→ **OBJECTIVE**
According to the dictionary entry on Whicham, what is found in the Black-Combe mountain?

Extract from: A Topographical Dictionary of England comprising the several counties, cities, boroughs, corporate and market towns, parishes, and townships..... 7th Edition, by Samuel Lewis, London, 1848.

WHICHAM (St. Mary), a parish, in the union of Bootle, Allerdale ward above Derwent, W. division of Cumberland, 10 miles (S.S.E.) from Ravenglass; containing 299 inhabitants. It comprises by admeasurement 6,970 acres, of which 2,463 are arable, 7 woodland, and about 4,500 common and waste; the soil is various, the surface mountainous. The substratum contains ironore, and cobalt is found in the Black-Combe mountain. The Whitehaven and Furness Junction railway passes through the parish. The living is a rectory, valued in the king's books at £8. 15., and in the gift of the Earl of Lonsdale: the tithes have been commuted for £160, and the glebe comprises 75 acres, with a house. The church is a plain building. An annuity of £16, supposed to have been granted by Queen Elizabeth from the crown revenues in the county, and payable out of the exchequer, is applied towards the support of a grammar school at Churchgate. In the mountain is a cavity similar to the crater of a volcano, several hundred yards in diameter and depth; the inside is lined with vitrified and crystallized matter, having at the bottom a fine spring of water.

→ **RECORDS SUPPLIED**

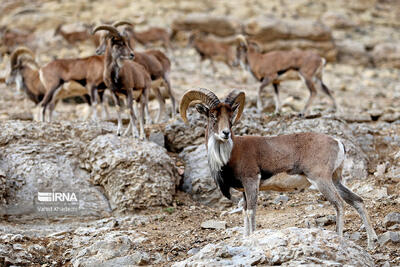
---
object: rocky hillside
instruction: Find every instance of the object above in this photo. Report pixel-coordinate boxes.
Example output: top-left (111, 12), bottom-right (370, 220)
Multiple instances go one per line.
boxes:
top-left (0, 0), bottom-right (400, 267)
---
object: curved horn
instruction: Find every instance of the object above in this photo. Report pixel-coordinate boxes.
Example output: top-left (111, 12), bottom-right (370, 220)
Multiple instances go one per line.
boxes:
top-left (224, 90), bottom-right (246, 124)
top-left (113, 20), bottom-right (133, 28)
top-left (179, 88), bottom-right (220, 123)
top-left (92, 25), bottom-right (121, 37)
top-left (235, 34), bottom-right (248, 47)
top-left (10, 46), bottom-right (35, 68)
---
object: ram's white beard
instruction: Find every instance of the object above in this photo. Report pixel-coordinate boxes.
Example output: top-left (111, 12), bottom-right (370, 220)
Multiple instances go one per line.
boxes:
top-left (207, 135), bottom-right (233, 172)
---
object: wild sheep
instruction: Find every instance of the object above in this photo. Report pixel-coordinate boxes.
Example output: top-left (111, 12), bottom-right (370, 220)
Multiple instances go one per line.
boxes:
top-left (39, 51), bottom-right (106, 121)
top-left (6, 47), bottom-right (91, 120)
top-left (237, 35), bottom-right (337, 116)
top-left (189, 32), bottom-right (237, 71)
top-left (180, 89), bottom-right (377, 251)
top-left (96, 21), bottom-right (176, 122)
top-left (93, 25), bottom-right (151, 139)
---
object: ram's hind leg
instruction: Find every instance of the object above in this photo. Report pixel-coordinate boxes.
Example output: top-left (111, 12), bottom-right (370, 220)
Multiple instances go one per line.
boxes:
top-left (333, 168), bottom-right (378, 249)
top-left (309, 176), bottom-right (344, 237)
top-left (242, 192), bottom-right (250, 237)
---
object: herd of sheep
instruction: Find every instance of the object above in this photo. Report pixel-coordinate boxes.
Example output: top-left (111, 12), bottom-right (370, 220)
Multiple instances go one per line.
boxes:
top-left (3, 21), bottom-right (377, 251)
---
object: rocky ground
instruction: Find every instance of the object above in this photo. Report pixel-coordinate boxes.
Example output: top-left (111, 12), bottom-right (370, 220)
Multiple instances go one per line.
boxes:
top-left (0, 0), bottom-right (400, 266)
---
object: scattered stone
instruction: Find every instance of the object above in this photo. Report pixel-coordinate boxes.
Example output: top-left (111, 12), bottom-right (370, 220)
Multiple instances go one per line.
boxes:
top-left (188, 248), bottom-right (200, 255)
top-left (244, 16), bottom-right (337, 61)
top-left (273, 195), bottom-right (289, 205)
top-left (172, 227), bottom-right (374, 267)
top-left (84, 134), bottom-right (180, 213)
top-left (321, 11), bottom-right (356, 29)
top-left (374, 163), bottom-right (387, 177)
top-left (315, 215), bottom-right (336, 226)
top-left (350, 232), bottom-right (361, 241)
top-left (201, 220), bottom-right (226, 229)
top-left (378, 231), bottom-right (400, 246)
top-left (383, 215), bottom-right (400, 228)
top-left (149, 132), bottom-right (165, 147)
top-left (372, 42), bottom-right (400, 68)
top-left (171, 13), bottom-right (240, 37)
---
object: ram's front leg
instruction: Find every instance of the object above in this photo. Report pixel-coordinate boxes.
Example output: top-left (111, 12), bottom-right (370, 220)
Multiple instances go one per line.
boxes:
top-left (242, 192), bottom-right (250, 237)
top-left (112, 91), bottom-right (122, 136)
top-left (243, 177), bottom-right (260, 234)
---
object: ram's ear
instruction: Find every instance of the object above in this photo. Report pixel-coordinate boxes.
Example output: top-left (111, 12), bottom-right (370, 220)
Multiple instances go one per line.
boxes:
top-left (196, 104), bottom-right (210, 118)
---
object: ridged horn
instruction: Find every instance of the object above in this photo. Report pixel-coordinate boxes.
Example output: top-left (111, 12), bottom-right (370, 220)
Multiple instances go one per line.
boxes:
top-left (10, 46), bottom-right (35, 68)
top-left (179, 88), bottom-right (221, 123)
top-left (224, 90), bottom-right (246, 124)
top-left (235, 34), bottom-right (248, 47)
top-left (113, 20), bottom-right (133, 28)
top-left (92, 25), bottom-right (121, 38)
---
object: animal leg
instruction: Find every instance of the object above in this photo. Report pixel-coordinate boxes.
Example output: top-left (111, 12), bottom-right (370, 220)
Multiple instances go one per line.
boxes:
top-left (99, 91), bottom-right (110, 120)
top-left (153, 87), bottom-right (165, 123)
top-left (112, 92), bottom-right (122, 136)
top-left (299, 79), bottom-right (317, 117)
top-left (334, 171), bottom-right (378, 249)
top-left (318, 79), bottom-right (337, 111)
top-left (309, 178), bottom-right (344, 237)
top-left (124, 91), bottom-right (139, 138)
top-left (141, 88), bottom-right (153, 124)
top-left (42, 84), bottom-right (62, 122)
top-left (272, 82), bottom-right (281, 114)
top-left (88, 85), bottom-right (99, 121)
top-left (242, 192), bottom-right (250, 237)
top-left (163, 72), bottom-right (176, 117)
top-left (257, 77), bottom-right (271, 113)
top-left (139, 96), bottom-right (146, 140)
top-left (243, 178), bottom-right (260, 237)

→ **ANSWER TO THIS TASK**
Cobalt.